====== SECCIÓN DE TEXTO ======

En un mundo de “cruzadas” (actualmente diversas y complejas) la frescura de la fraternidad se abre ante nosotros “sin fronteras” para encender la llama del deseo “de abrazar a todos”, no de las “diversas y actuales formas de eliminar o de ignorar a otros”.
Primero. Las sombras de un mundo cerrado cuya realidad trunca los sueños que se rompen en pedazos. Que se supera con la firme convicción de trabajar juntos, frente la piel de cordero del lobo que aviva los conflictos anacrónicos superados, formando nuevos egoísmos. Que tratan de provocar el fin de la conciencia histórica, un “deconstruccionismo” barnizado de libertad humano que empieza desde cero, convirtiéndose en una colonización cultural qué deshumaniza.
Sin un proyecto para todos la desesperanza y desconfianza polariza nuestro actuar, haciendo urgente construir un “nosotros” que se enfrente: al descarte mundial de los que “todavía no son útiles”; a los derechos humanos que todavía no son suficientemente universales, y que requieren de creatividad e ingenio para recuperar la dignidad del ser humano; al conflicto y al miedo que disipan el horizonte de “el mismo proyecto de fraternidad, y crédito en la vocación de la familia humana”.
Segundo. El buen samaritano es ese extraño en el camino que está en el trasfondo de nuestra extensa historia que nos urge a encontrarnos con nuestro prójimo, que no es otro que el abandonado, cual historia que se repite a lo largo de los siglos y que reconocemos en los personajes de la parábola; invitándonos el Papa a recomenzar para situar a nuestro prójimo sin fronteras de ningún tipo, haciéndonos participes de la interpelación del forastero que llevamos dentro con respecto a los necesidades de cuantos nos circundan.
Tercero. Ser buenos samaritanos nos tiene que llevar a pensar y gestar un mundo abierto, que vaya más allá de nosotros mismos con el valor único del amor. Ya que solo la creciente apertura del amor propicia sociedades abiertas que integran a todos venciendo las comprensiones inadecuadas de un amor universal. “El hombre herido y abandonado en el camino” necesita trascender un mundo de socios para poner en valor la libertad, igualdad y fraternidad. Un amor universal que promueve a las personas, y promueve el bien moral con el valor de la solidaridad, y que se convierte en herramienta propicia para reproponer la función social de la propiedad, desarrollando los derechos de los pueblos sin fronteras.
Cuarto. Un corazón abierto al mundo entero nos lleva al desafío complejo de replantear el límite de las fronteras más allá de las necesidades básicas para llegar a la realización integral de la persona. Ver a los otros como ofrendas recíprocas propias de la “inalienable dignidad de todo ser humano”. Comprender la ayuda mutua entre países como el fecundo intercambio que beneficia a todos, evitando el utilitarismo desde la visión de una gratuidad que acoge. Venciendo la tensión entre lo local y universal que pasa por la renuncia al tesoro que supone el sabor local con una sana apertura al horizonte universal, para convertir este intercambio desde la propia región en una puesta por los países más débiles.

======

- TAREAS POR HACER
a - Según el texto sobre la fraternidad, ¿quién es el prójimo con el que nos urge encontrarnos el buen samaritano?
b - Reproduce sin cambios el pasaje del texto sobre la fraternidad que empieza con las palabras que contienen "En un mundo" y termina con "cultural qué deshumaniza.".
c - Continúa el texto sobre la fraternidad a partir de su última oración.
Las filas son un material aparte, independiente del texto sobre la fraternidad.

====== DATOS PROPORCIONADOS ======

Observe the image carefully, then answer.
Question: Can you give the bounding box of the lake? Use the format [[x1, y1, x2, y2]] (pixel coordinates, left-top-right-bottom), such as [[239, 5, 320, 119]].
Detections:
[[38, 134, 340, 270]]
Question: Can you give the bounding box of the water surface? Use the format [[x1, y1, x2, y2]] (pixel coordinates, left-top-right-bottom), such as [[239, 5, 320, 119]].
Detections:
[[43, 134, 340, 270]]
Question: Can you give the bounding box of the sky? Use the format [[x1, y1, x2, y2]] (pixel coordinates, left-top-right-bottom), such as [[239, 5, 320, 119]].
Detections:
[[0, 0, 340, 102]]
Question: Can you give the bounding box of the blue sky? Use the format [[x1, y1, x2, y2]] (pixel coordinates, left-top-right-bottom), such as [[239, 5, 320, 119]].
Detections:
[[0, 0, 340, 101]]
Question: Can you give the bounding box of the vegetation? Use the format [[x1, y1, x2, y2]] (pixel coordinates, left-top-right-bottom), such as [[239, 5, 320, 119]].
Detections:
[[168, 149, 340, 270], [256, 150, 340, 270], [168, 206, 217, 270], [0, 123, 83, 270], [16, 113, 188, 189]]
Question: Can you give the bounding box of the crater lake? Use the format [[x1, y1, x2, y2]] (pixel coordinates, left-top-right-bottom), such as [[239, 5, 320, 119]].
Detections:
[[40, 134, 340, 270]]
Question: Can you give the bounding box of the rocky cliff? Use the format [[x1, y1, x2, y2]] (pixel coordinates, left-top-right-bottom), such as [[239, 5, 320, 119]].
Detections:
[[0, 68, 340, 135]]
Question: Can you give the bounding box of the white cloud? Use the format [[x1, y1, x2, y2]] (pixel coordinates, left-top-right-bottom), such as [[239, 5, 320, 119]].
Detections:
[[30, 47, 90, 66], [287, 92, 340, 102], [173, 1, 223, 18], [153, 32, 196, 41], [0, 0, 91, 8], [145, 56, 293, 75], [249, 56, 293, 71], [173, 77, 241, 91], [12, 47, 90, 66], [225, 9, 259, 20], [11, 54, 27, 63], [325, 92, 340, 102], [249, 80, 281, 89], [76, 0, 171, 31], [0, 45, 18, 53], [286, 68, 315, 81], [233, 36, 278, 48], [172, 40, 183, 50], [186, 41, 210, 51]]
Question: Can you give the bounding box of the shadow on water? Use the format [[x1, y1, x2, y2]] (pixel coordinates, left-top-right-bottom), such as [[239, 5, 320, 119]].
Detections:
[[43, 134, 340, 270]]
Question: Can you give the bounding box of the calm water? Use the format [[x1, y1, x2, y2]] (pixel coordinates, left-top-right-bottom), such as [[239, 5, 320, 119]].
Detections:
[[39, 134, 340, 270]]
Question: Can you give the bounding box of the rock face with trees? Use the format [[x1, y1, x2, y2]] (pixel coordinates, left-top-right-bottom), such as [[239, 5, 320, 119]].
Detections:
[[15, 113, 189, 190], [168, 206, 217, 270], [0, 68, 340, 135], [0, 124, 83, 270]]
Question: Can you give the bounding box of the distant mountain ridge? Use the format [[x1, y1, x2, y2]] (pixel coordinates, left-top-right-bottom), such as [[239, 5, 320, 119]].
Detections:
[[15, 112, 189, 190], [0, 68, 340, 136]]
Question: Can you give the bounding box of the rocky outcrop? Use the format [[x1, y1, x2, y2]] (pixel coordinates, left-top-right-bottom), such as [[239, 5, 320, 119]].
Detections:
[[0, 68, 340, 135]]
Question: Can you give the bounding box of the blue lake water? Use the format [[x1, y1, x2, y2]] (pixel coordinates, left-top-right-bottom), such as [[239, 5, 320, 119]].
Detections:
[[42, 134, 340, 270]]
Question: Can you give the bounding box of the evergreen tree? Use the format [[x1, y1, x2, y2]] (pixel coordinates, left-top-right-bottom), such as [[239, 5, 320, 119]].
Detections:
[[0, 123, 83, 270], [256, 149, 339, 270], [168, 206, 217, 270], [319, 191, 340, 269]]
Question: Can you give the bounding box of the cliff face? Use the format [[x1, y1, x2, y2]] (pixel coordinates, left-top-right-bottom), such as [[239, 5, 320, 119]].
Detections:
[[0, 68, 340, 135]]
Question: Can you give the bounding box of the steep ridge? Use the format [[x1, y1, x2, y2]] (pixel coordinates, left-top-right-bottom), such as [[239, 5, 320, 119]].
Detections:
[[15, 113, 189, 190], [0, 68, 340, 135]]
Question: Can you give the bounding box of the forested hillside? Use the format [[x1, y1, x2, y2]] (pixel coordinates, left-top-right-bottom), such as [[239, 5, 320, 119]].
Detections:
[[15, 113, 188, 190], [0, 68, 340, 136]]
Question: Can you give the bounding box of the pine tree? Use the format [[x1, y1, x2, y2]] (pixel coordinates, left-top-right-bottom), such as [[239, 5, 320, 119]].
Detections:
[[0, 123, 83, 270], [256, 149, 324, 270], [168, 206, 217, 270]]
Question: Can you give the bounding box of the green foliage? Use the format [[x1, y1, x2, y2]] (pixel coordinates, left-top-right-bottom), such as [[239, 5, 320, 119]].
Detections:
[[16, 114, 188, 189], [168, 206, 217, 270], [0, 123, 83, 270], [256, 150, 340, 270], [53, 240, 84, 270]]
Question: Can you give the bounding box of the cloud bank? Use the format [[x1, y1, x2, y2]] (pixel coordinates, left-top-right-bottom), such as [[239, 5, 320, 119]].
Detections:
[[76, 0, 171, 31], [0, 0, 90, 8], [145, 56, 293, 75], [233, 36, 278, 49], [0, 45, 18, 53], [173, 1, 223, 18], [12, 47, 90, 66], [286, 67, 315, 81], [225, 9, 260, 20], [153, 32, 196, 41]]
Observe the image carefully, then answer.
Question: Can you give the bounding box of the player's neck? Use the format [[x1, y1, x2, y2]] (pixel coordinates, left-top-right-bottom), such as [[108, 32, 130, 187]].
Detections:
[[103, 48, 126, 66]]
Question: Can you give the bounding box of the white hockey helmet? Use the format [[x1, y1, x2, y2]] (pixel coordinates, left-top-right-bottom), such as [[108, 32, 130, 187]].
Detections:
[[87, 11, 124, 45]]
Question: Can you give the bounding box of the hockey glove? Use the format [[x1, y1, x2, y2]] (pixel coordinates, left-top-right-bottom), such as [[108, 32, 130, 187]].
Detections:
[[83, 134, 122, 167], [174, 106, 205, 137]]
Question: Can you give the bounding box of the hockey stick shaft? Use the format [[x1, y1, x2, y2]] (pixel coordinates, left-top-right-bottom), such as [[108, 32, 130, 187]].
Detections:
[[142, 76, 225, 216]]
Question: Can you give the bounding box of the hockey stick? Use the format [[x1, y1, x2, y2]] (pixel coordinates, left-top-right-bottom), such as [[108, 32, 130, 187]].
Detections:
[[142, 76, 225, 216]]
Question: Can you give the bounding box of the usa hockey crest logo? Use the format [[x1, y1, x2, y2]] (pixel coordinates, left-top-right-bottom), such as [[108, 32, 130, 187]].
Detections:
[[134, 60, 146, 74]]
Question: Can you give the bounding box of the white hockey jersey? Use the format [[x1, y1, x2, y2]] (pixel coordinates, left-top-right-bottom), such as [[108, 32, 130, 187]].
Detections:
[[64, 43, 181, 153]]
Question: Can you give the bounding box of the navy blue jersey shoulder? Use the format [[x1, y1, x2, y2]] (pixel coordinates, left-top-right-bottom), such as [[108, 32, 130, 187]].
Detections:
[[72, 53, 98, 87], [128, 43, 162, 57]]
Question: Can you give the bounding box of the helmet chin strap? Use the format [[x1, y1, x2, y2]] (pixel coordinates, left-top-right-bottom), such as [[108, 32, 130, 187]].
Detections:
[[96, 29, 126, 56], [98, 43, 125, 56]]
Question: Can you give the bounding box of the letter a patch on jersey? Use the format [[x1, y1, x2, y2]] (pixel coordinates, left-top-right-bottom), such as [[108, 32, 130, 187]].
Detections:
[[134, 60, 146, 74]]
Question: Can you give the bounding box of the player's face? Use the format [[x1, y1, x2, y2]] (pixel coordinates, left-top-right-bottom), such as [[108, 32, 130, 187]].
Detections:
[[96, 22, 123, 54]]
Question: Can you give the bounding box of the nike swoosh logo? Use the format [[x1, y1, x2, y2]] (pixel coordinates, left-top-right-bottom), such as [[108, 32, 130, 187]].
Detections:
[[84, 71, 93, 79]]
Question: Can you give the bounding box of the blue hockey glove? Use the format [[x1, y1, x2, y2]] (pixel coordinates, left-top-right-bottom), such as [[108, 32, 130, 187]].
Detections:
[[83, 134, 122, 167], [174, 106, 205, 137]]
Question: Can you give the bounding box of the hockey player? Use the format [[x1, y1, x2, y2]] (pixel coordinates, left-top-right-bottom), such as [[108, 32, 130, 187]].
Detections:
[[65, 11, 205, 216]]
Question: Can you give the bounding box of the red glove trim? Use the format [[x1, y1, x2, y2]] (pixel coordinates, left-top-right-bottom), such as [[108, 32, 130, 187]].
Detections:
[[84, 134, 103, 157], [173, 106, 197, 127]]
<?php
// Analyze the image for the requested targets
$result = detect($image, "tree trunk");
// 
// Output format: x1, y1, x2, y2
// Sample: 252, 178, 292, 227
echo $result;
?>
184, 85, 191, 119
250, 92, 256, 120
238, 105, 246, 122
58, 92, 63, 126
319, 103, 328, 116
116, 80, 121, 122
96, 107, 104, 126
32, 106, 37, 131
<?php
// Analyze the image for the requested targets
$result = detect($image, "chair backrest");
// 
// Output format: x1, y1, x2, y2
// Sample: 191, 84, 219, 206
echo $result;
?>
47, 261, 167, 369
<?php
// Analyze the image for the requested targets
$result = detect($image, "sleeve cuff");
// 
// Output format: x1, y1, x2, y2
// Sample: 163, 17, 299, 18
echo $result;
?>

======

- LISTA DE RESPUESTAS
a - El abandonado.

b -
En un mundo de “cruzadas” (actualmente diversas y complejas) la frescura de la fraternidad se abre ante nosotros “sin fronteras” para encender la llama del deseo “de abrazar a todos”, no de las “diversas y actuales formas de eliminar o de ignorar a otros”.
Primero. Las sombras de un mundo cerrado cuya realidad trunca los sueños que se rompen en pedazos. Que se supera con la firme convicción de trabajar juntos, frente la piel de cordero del lobo que aviva los conflictos anacrónicos superados, formando nuevos egoísmos. Que tratan de provocar el fin de la conciencia histórica, un “deconstruccionismo” barnizado de libertad humano que empieza desde cero, convirtiéndose en una colonización cultural qué deshumaniza.

c -
Quinto. Para que la comunidad mundial sea capaz de realizar la fraternidad entre los pueblos es necesaria la mejor política, que huya de los populismos y liberalismo, y máxime cuando “ya no es posible que alguien opine sobre cualquier tema sin que intenten clasificarlo en uno de esos dos polos, a veces para desacreditarlo injustamente o para enaltecerlo en exceso”, ello empuja a ignorar “la legitimidad de la noción de pueblo” haciendo peligrar a sí mismo a la concepción de democracia como gobierno del pueblo; interesante reflexión en torno al concepto de pueblo que desarrolla el Pontífice.
Sexto. Hay que compaginar diálogo y amistad social, pues “el diálogo persistente y corajudo no es noticia, pero ayuda discretamente al mundo a vivir mejor”. Un diálogo social que nos lleve a una nueva cultura, la de construir en común. Y que se fundamente en los consensos, ya que el consenso y la verdad van cogidos de la mano cuánto desde un diálogo sincero “es posible llegar algunas verdades elementales que deben y deberán ser siempre sostenidas” (ética social). Esta nueva cultura de la que habla el obispo de Roma propicia el encuentro hecho cultura, que implica el gusto de reconocer al otro. Con una llamada interesantísima a recuperar la amabilidad.
Séptimo. Se hace imprescindible buscar y encontrar caminos de reencuentro. Ello “no significa volver a un momento anterior a los conflictos” sino recomenzar desde la verdad, sin diplomacias vacías, disimulos, dobles discursos, ni ocultamientos es decir “desde la verdad, clara y desnuda”. Ello propicia un camino que nos permite trabajar juntos para elaborar la arquitectura y la artesanía de la paz. Una paz que nos confraterniza sobre todo con los últimos. Ello exige hablar de reconciliación y poner sobre la mesa el valor y el sentido del perdón, frente a los que piensan que “la reconciliación es cosa de débiles”, e “incapaces de enfrentar los problemas, eligen una paz aparente
Por ello habrá que compaginar las luchas legítimas y el perdón, y la verdadera superación “cuando los conflictos no se resuelven sino que se esconden o se encierran en el pasado, hay silencios que pueden significar volverse cómplices de graves errores y pecados”. De ahí la importancia de la memoria, y de entender de otra manera el perdón sin olvidos. Por otro lado, la guerra y la pena de muerte nos sitúan ante la injusticia de la guerra y la inadecuada, innecesaria e inadmisible pena de muerte.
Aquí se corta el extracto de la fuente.